- [TASK STATEMENT] Please rewrite the items starting with the line that contains "gray hair it can find." and going on through the line that contains "[450,473,467,521]", keeping every line and changing nothing else. Scale each bounding-box coordinate in the answers by 0.6 and round to whole numbers, with halves going up.

__________

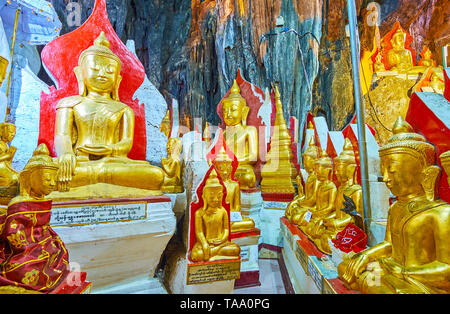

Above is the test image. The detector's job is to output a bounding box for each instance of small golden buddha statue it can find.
[261,86,297,195]
[297,150,337,233]
[439,150,450,186]
[11,144,58,204]
[159,110,171,138]
[0,123,18,205]
[419,47,436,68]
[161,137,184,193]
[213,146,255,232]
[387,27,414,72]
[0,144,69,293]
[311,138,364,254]
[222,80,259,190]
[373,51,386,73]
[191,170,241,262]
[54,32,164,198]
[338,117,450,294]
[0,56,9,86]
[285,137,319,224]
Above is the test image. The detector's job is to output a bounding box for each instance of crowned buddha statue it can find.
[338,117,450,294]
[297,150,337,239]
[222,80,259,190]
[190,169,241,262]
[0,144,69,293]
[387,27,427,74]
[161,137,184,193]
[312,138,363,254]
[54,32,164,197]
[213,146,255,232]
[0,123,19,205]
[285,137,319,224]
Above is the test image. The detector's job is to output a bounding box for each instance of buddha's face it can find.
[0,56,9,86]
[216,161,233,180]
[381,153,423,197]
[303,155,316,173]
[2,123,16,142]
[334,159,347,183]
[316,163,333,181]
[81,54,120,92]
[203,186,223,208]
[30,167,56,197]
[392,33,405,48]
[222,100,248,126]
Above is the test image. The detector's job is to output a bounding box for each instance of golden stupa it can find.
[261,86,297,194]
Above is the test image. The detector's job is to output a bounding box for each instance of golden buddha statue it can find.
[338,117,450,294]
[373,51,386,73]
[261,86,297,194]
[297,150,337,234]
[439,150,450,186]
[222,80,259,190]
[0,56,9,86]
[387,27,414,72]
[285,137,319,224]
[213,146,255,232]
[311,138,364,254]
[10,144,58,204]
[54,32,164,198]
[161,137,184,193]
[159,110,171,138]
[191,170,241,262]
[0,123,19,205]
[419,47,436,68]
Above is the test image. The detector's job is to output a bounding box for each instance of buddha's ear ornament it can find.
[421,165,441,201]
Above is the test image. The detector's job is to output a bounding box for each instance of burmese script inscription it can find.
[50,202,147,227]
[186,260,241,285]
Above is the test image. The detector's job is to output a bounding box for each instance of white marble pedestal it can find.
[50,196,176,293]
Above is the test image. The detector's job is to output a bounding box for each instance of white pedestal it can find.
[259,201,289,247]
[92,276,167,294]
[164,250,234,294]
[51,196,176,293]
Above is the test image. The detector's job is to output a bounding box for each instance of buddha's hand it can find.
[342,252,369,284]
[202,244,211,261]
[77,144,113,156]
[57,154,77,192]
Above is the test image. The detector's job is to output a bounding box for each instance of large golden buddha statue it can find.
[285,137,319,224]
[191,170,241,262]
[213,146,255,232]
[0,122,19,205]
[338,118,450,293]
[222,80,259,190]
[54,32,164,197]
[311,138,363,254]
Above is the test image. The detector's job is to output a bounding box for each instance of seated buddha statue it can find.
[285,137,319,224]
[191,170,241,262]
[222,80,259,190]
[312,138,363,254]
[54,32,164,196]
[0,144,70,293]
[0,123,19,205]
[161,137,184,193]
[338,117,450,294]
[387,27,426,74]
[297,151,337,239]
[213,146,255,232]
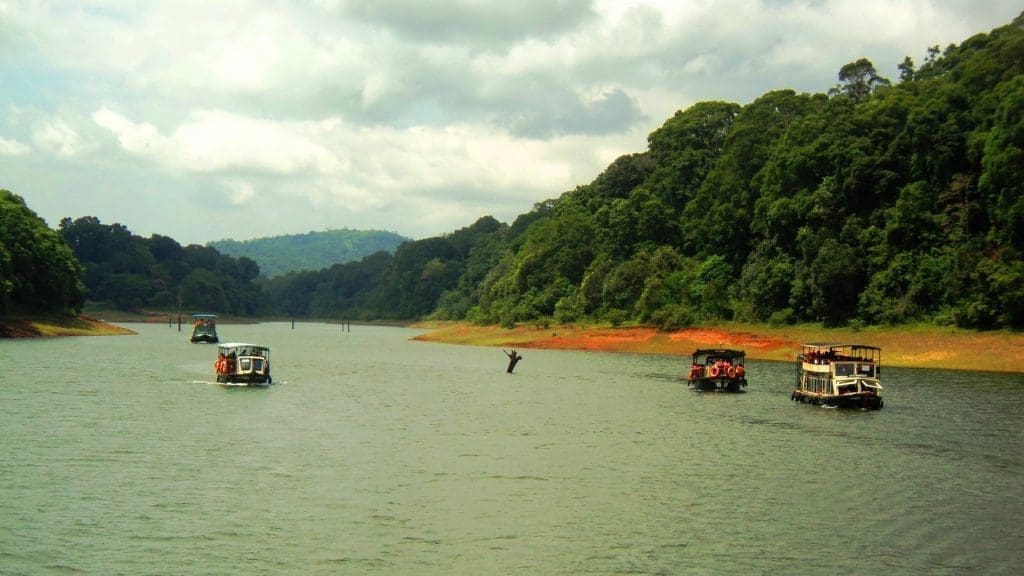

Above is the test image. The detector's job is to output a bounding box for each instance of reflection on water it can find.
[0,324,1024,575]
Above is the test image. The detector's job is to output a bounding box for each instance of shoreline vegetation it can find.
[414,322,1024,372]
[0,311,1024,372]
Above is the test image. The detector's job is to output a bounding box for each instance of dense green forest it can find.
[0,190,85,317]
[207,229,411,278]
[59,216,262,316]
[267,12,1024,329]
[8,16,1024,329]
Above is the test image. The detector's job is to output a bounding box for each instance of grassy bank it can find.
[417,323,1024,372]
[0,316,134,338]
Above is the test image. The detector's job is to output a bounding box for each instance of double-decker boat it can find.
[190,314,219,343]
[213,342,273,386]
[687,348,746,392]
[790,343,884,410]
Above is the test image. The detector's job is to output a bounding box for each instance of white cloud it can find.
[0,0,1020,241]
[0,133,32,156]
[32,119,93,158]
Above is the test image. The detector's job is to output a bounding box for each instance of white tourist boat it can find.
[213,342,273,386]
[790,343,884,410]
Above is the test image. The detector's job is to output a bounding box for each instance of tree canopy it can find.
[0,190,85,316]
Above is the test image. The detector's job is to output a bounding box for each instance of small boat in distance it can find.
[190,314,220,343]
[687,348,746,392]
[213,342,273,386]
[790,343,885,410]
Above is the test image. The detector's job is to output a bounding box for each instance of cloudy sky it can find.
[0,0,1022,244]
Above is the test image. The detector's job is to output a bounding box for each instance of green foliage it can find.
[253,12,1024,329]
[0,190,85,315]
[207,229,410,278]
[59,216,263,315]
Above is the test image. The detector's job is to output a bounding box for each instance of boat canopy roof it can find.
[801,342,882,352]
[693,348,746,360]
[217,342,270,349]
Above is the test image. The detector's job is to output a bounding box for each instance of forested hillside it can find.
[207,229,410,278]
[267,17,1024,329]
[0,190,85,317]
[59,216,262,316]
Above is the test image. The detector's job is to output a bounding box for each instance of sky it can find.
[0,0,1022,245]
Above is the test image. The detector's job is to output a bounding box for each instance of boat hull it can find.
[217,374,273,387]
[790,389,885,410]
[689,378,746,393]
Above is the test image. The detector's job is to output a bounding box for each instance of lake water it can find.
[0,323,1024,576]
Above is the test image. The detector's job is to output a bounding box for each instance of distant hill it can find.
[207,229,410,278]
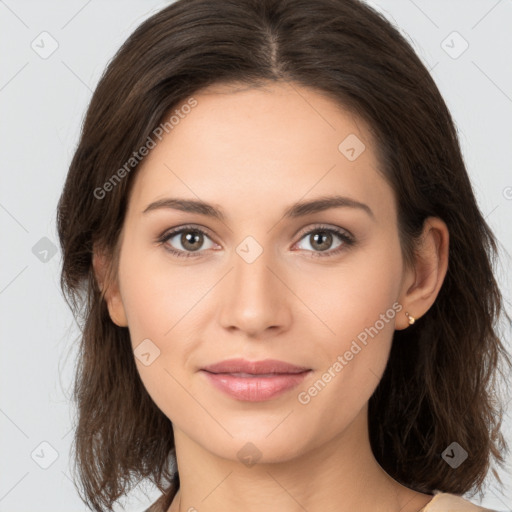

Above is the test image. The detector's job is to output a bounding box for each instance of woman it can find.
[58,0,510,512]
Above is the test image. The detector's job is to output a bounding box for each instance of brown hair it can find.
[58,0,510,511]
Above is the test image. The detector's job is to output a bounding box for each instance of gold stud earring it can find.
[405,313,416,325]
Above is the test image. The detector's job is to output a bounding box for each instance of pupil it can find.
[313,231,332,251]
[181,231,202,251]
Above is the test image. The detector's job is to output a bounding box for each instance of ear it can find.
[395,217,450,330]
[92,247,128,327]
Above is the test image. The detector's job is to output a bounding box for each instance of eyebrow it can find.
[142,195,375,221]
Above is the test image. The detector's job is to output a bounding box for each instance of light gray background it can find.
[0,0,512,512]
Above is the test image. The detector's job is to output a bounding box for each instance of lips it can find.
[202,359,310,376]
[201,359,311,402]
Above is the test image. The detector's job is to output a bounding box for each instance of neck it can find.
[168,409,431,512]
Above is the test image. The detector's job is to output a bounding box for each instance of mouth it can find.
[201,360,312,402]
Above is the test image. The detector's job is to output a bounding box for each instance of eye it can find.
[158,226,215,258]
[294,226,355,257]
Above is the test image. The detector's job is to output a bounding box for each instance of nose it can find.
[220,246,293,338]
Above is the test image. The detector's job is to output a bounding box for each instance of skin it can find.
[94,84,449,512]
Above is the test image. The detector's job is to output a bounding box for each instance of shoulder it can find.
[420,492,495,512]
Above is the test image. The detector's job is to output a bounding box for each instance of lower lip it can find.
[201,370,310,402]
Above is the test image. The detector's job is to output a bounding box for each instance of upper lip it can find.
[201,359,310,375]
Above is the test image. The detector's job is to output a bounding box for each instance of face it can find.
[101,80,416,462]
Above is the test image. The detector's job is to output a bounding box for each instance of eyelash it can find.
[157,225,355,258]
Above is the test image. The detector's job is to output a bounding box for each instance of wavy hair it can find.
[57,0,510,511]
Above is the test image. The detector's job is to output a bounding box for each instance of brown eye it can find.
[294,227,355,256]
[159,227,214,257]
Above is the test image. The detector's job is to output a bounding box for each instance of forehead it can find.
[126,84,394,221]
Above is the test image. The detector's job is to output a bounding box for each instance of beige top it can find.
[419,492,496,512]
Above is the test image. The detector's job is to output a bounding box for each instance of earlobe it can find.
[395,217,449,330]
[92,245,128,327]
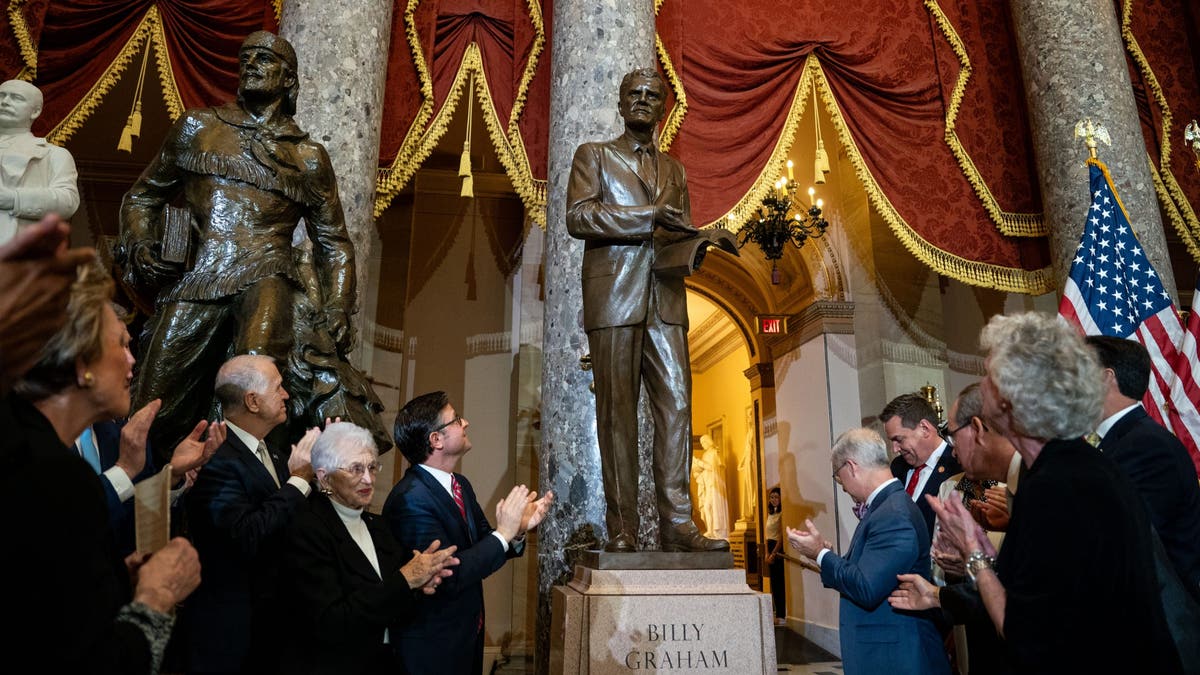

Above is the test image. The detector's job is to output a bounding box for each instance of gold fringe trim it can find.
[925,0,1046,237]
[146,10,184,121]
[1121,0,1200,262]
[1146,154,1200,261]
[509,0,546,137]
[376,42,546,228]
[716,59,1056,295]
[374,0,547,228]
[46,5,162,145]
[654,30,688,153]
[8,0,37,82]
[374,0,433,217]
[704,54,816,232]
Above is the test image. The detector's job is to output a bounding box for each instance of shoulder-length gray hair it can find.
[311,422,379,474]
[13,263,115,402]
[979,312,1104,440]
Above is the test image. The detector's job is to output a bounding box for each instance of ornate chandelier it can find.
[738,160,829,285]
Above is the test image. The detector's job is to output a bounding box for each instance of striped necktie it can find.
[76,426,103,473]
[258,441,280,488]
[450,473,467,521]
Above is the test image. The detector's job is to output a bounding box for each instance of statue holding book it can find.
[566,68,737,551]
[116,31,381,461]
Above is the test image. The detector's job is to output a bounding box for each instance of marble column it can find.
[536,0,655,673]
[280,0,392,368]
[1012,0,1178,298]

__________

- [SOLUTION TO THIS PROBLEM]
Above is the test image. The detector's job is to output a bounding box for each instance of shoulder-length gray hair it can find.
[187,253,227,284]
[8,158,69,241]
[587,187,662,264]
Above is the test image. The detector's job is to output a bounding box for each instance of ornate chandelier it can find.
[443,96,497,171]
Above is the test image. The detector's job is to output a bounding box for each instance of striped necktie it can find.
[46,256,62,284]
[155,265,168,293]
[270,284,280,313]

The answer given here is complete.